### PROBLEM STATEMENT
Report every line of the listing below that contains the string "walking", copying each such line in full. Case counts when matching.
-- BEGIN --
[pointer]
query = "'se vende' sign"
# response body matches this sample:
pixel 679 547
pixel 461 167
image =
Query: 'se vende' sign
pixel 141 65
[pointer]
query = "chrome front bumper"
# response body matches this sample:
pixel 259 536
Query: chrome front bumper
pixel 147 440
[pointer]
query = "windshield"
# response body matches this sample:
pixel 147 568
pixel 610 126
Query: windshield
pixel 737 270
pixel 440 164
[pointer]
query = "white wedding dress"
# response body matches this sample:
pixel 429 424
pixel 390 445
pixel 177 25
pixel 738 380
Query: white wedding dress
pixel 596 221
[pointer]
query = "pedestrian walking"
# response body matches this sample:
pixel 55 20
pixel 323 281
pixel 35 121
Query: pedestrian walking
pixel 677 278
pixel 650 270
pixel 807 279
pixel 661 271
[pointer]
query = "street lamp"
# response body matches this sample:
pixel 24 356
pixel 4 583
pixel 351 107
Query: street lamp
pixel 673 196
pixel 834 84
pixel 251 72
-- END --
-- BEGIN --
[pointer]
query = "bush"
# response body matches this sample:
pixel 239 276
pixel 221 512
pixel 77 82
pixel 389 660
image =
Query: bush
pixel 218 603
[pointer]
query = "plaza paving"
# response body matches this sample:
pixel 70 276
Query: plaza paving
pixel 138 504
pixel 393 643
-- END --
### SOLUTION TO THE EXERCISE
query = "pedestrian walking"
Query: pedestrian walking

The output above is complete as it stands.